## Record list:
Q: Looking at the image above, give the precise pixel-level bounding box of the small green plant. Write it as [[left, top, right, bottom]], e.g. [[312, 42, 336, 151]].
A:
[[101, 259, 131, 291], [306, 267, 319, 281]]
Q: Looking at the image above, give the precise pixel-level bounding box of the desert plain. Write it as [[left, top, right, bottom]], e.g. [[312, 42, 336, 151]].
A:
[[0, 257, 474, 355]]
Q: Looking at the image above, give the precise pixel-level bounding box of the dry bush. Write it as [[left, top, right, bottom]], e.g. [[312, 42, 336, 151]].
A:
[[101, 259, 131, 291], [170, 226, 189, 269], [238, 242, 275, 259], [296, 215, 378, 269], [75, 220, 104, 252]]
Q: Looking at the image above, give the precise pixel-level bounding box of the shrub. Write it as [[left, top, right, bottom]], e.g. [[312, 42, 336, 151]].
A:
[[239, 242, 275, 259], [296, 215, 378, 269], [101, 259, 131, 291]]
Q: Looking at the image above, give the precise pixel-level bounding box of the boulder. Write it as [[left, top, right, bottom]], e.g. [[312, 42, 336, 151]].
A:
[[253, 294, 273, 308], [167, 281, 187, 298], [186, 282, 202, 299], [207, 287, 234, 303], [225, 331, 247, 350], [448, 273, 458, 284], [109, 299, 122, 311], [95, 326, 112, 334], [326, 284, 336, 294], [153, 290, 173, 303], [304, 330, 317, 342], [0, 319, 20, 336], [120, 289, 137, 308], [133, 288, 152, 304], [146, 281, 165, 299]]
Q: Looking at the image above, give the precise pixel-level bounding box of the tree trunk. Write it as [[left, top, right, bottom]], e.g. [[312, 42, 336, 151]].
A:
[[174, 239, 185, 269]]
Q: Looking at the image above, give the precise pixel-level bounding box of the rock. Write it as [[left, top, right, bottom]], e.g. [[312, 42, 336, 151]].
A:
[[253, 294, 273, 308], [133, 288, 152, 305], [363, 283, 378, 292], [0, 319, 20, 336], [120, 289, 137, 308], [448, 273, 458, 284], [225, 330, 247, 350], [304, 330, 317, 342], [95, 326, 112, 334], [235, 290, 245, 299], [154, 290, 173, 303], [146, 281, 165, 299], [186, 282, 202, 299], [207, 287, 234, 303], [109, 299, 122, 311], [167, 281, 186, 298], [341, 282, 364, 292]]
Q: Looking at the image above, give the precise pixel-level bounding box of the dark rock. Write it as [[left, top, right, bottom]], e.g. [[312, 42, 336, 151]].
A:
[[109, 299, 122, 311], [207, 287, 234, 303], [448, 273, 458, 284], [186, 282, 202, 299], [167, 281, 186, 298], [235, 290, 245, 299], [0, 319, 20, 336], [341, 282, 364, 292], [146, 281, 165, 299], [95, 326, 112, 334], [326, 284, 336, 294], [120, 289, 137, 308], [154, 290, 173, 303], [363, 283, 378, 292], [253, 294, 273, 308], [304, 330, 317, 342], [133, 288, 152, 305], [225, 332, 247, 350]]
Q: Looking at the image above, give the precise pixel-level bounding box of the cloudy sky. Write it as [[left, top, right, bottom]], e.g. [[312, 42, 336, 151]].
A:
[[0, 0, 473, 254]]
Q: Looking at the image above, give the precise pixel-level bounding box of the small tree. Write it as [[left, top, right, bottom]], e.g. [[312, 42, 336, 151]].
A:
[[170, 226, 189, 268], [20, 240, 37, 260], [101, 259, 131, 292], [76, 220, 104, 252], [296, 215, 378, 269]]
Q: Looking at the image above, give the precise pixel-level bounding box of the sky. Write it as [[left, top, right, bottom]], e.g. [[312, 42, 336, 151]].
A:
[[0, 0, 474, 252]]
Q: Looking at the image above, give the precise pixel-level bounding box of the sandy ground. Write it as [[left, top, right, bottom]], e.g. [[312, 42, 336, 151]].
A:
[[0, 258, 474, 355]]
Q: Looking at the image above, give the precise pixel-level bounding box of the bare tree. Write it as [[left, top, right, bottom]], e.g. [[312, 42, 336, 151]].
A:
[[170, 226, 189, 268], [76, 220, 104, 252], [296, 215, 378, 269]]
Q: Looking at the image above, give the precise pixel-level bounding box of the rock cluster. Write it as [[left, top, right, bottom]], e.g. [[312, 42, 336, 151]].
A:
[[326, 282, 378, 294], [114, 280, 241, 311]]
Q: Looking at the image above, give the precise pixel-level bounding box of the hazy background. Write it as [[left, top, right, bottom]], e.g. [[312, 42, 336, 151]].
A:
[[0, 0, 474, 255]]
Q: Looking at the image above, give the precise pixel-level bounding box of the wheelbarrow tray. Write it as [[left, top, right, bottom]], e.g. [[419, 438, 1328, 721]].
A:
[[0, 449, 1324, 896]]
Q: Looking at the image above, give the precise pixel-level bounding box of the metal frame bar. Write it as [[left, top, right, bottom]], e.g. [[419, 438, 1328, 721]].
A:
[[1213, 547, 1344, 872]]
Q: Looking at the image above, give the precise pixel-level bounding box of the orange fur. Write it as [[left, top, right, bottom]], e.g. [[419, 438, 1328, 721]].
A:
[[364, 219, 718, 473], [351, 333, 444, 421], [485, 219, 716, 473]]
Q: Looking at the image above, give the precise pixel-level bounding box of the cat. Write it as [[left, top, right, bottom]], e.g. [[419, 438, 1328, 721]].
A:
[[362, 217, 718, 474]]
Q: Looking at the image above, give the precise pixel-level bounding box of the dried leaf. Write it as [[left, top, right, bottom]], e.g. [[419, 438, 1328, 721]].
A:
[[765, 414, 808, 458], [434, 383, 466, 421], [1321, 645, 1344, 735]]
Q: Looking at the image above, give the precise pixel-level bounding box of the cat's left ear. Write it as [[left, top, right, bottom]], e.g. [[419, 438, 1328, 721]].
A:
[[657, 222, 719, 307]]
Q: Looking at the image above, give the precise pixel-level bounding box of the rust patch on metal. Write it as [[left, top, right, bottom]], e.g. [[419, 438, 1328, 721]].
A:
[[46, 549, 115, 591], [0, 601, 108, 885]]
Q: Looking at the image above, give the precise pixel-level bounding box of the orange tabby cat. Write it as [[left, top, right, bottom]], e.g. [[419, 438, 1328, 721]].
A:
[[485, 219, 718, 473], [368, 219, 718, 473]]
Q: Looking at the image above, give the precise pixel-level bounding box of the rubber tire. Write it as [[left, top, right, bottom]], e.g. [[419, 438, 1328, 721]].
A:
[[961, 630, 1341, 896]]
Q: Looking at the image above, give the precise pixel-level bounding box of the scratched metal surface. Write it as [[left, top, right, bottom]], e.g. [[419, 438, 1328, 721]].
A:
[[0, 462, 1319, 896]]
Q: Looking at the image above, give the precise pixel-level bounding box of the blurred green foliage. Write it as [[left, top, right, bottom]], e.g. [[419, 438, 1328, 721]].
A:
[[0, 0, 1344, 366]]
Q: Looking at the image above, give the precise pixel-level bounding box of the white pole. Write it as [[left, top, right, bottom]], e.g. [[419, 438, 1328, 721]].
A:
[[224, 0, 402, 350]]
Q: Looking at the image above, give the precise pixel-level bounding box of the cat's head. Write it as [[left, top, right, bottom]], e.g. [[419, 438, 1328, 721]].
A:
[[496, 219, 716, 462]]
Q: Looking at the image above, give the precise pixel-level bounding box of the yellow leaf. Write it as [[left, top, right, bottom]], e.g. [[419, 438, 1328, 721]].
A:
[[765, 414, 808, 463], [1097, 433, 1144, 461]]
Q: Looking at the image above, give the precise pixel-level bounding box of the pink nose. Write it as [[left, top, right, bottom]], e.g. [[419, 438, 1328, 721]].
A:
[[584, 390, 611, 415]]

## Brief:
Retype all of the records above without changing a single character.

## Completed exercise:
Q: Looking at the image above, give the precise pixel-level bounding box of the small green plant. Write it as [[left, top, right, bottom]], e.g. [[312, 42, 336, 151]].
A:
[[101, 259, 131, 291], [306, 267, 319, 281]]
Q: Looking at the image above, give the precise pixel-level bounding box of the desert plain. Write it as [[left, top, right, bottom]], e.g. [[312, 42, 336, 151]].
A:
[[0, 257, 474, 355]]
Q: Looking at the image above, give the precise pixel-level bounding box of the dry bush. Write it as [[left, top, right, bottom]], e.g. [[312, 42, 336, 151]].
A:
[[101, 259, 131, 291], [170, 226, 189, 269], [238, 242, 275, 259], [296, 215, 378, 269], [75, 220, 104, 252]]
Q: Looking at the image above, give the precise pixel-level bounding box of the shrub. Write it as [[left, top, right, bottom]], e.g. [[312, 42, 336, 151]].
A:
[[239, 242, 275, 259], [296, 215, 378, 269], [101, 259, 131, 291]]
Q: Looking at the image above, give the precise pixel-level bounding box of the boulder. Write it as [[left, top, right, bottom]], e.g. [[312, 42, 336, 151]].
A:
[[253, 294, 273, 308], [167, 281, 187, 298], [186, 282, 202, 299], [207, 287, 234, 303], [225, 331, 247, 350], [448, 273, 458, 284], [109, 299, 122, 311], [95, 326, 112, 334], [326, 284, 336, 294], [153, 290, 173, 303], [304, 330, 317, 342], [0, 319, 20, 336], [120, 289, 137, 308], [133, 288, 152, 304], [146, 281, 165, 299]]
Q: Looking at the image above, give the precise pixel-level bounding box of the tree trunk. Write it as [[left, top, right, bottom]], e.g. [[312, 42, 336, 151]].
A:
[[174, 239, 185, 269]]
Q: Looking at the image above, give the precise pixel-level bounding box of the rock. Write it as [[left, top, right, bottom]], e.g. [[312, 42, 336, 151]].
A:
[[253, 294, 273, 308], [133, 288, 152, 305], [363, 283, 378, 292], [0, 319, 20, 336], [120, 289, 137, 308], [448, 273, 458, 284], [225, 330, 247, 350], [304, 330, 317, 342], [95, 326, 112, 334], [235, 290, 245, 299], [154, 290, 173, 303], [146, 281, 165, 299], [186, 282, 202, 299], [207, 287, 234, 303], [109, 299, 122, 311], [167, 281, 186, 298], [341, 282, 364, 292]]
Q: Looking at the image above, give the precise pixel-level bounding box of the dark rock. Write it as [[left, top, right, bottom]], e.g. [[312, 42, 336, 151]].
A:
[[109, 299, 122, 311], [207, 287, 234, 303], [448, 273, 458, 284], [186, 282, 202, 299], [167, 281, 186, 298], [235, 290, 245, 299], [0, 319, 20, 336], [341, 282, 364, 292], [146, 281, 165, 299], [95, 326, 112, 334], [326, 284, 336, 294], [120, 289, 137, 308], [154, 290, 173, 303], [363, 283, 378, 292], [253, 294, 273, 308], [304, 330, 317, 342], [133, 288, 152, 305], [225, 332, 247, 350]]
Q: Looking at the image above, give the precise pixel-level bounding box of the cloudy sky. Write it as [[left, top, right, bottom]], e.g. [[312, 42, 336, 151]].
A:
[[0, 0, 473, 254]]
Q: Looking at the image above, give the precise pixel-level bounding box of the small tree. Write it as [[left, top, right, bottom]], e.g. [[312, 42, 336, 151]].
A:
[[170, 226, 189, 268], [20, 240, 37, 260], [101, 259, 131, 292], [76, 220, 104, 252], [296, 215, 378, 269]]
Q: Looking at the image above, give the precise pixel-level bounding box of the sky. Write it as [[left, top, right, bottom]], e.g. [[312, 42, 336, 151]].
A:
[[0, 0, 474, 252]]
Q: Looking at the image above, give the precise pixel-level bounding box of the sandy ground. Write it as [[left, top, right, bottom]], e.g. [[312, 42, 336, 151]].
A:
[[0, 258, 474, 355]]
Q: Looking at the image above, give the precise pixel-level bounding box of the bare tree. Write it as [[left, top, right, bottom]], e.g. [[312, 42, 336, 151]].
A:
[[170, 226, 189, 268], [76, 220, 104, 252], [296, 215, 378, 269]]
Q: Looking at the image above, give the precise pixel-level bounding box of the rock cluster. Write it as [[left, top, right, bottom]], e.g. [[312, 42, 336, 151]].
A:
[[326, 282, 378, 294], [114, 280, 241, 311]]
Q: Looking at the image above, give the precise pixel-level bounding box of the hazy background. Write it as [[left, top, right, bottom]], e.g. [[312, 42, 336, 151]].
A:
[[0, 0, 474, 255]]
Q: Looking at the image above, give the precise pixel-level bounding box of the wheelbarrow tray. Write it as [[left, top, right, bottom]], e.g. [[419, 438, 1328, 721]].
A:
[[0, 449, 1324, 896]]
Q: Looking at the image above, give the precise pixel-level bounding box of the metal frame bar. Write it as [[left, top, right, bottom]], e.g. [[419, 438, 1328, 721]].
A:
[[1213, 547, 1344, 872]]
Q: Looking at the image above, give the precise pixel-level bounding box of the orange fur. Write it as [[left, top, right, bottom]], e.g. [[419, 438, 1328, 721]].
A:
[[364, 219, 718, 473], [351, 333, 444, 421], [485, 219, 716, 473]]
Q: Looking at the image above, give the precise pixel-level bounding box of the cat. Write it as [[left, top, right, bottom]], e.g. [[419, 438, 1328, 721]].
A:
[[362, 217, 718, 474]]
Q: Looking at the image above, give the precise pixel-level bounding box of the dried leaf. Write it as [[left, top, right, bottom]], e.g. [[419, 438, 1328, 721]].
A:
[[765, 414, 808, 458], [434, 383, 466, 421], [1321, 645, 1344, 735]]
Q: Looking at the image above, give the precise pixel-level bounding box of the cat's left ear. Write it as [[left, top, right, bottom]], e.g. [[419, 438, 1328, 721]].
A:
[[657, 222, 719, 307]]
Q: Looking at the image above, give the precise pixel-level bounding box of the rust patch on metal. Write it as [[left, top, right, bottom]], e.g. [[419, 438, 1328, 721]].
A:
[[46, 549, 115, 591], [0, 601, 108, 885]]
Q: Looking at the image above, give the precise pixel-level bounding box of the orange tabby cat. Write it as [[left, top, right, bottom]], e.g. [[419, 438, 1328, 721]].
A:
[[485, 219, 718, 473], [368, 219, 718, 473]]
Q: Looking at the image above, give the precise pixel-level bounding box of the rubber tire. Write it as [[left, top, right, bottom]], e.g. [[419, 438, 1328, 721]].
A:
[[961, 630, 1341, 896]]
Q: Looking at the image above, give the precise pixel-level bounding box of the scratched metal surface. Write it as [[left, top, right, bottom]], e.g. [[419, 438, 1328, 721]].
A:
[[0, 462, 1319, 896]]
Q: Looking at the image above, give the precise pixel-level bounding box of the blurred green foliage. Write it as [[left, top, right, bottom]], e.g. [[419, 438, 1328, 721]].
A:
[[0, 0, 1344, 366]]
Q: Looking at the image above, give the precise pixel-level bounding box of the white pole. Write it as [[left, top, right, bottom]], e.g. [[419, 438, 1328, 721]].
A:
[[224, 0, 402, 350]]
Q: Looking at the image above, give the precise pixel-level bounding box of the cat's head. Write it as [[left, top, right, bottom]], e.g. [[419, 438, 1328, 721]].
A:
[[496, 219, 716, 462]]
Q: Looking at the image above, give the precise pixel-level bounding box of the yellow leaf. Write it as [[left, top, right, bottom]], e.g. [[419, 438, 1328, 721]].
A:
[[765, 414, 808, 463], [1097, 433, 1144, 461]]
Q: Looking at the image above, give the precise pixel-level bounding box of the pink nose. Write it as [[left, top, right, bottom]], e.g. [[419, 438, 1328, 721]].
A:
[[584, 390, 611, 415]]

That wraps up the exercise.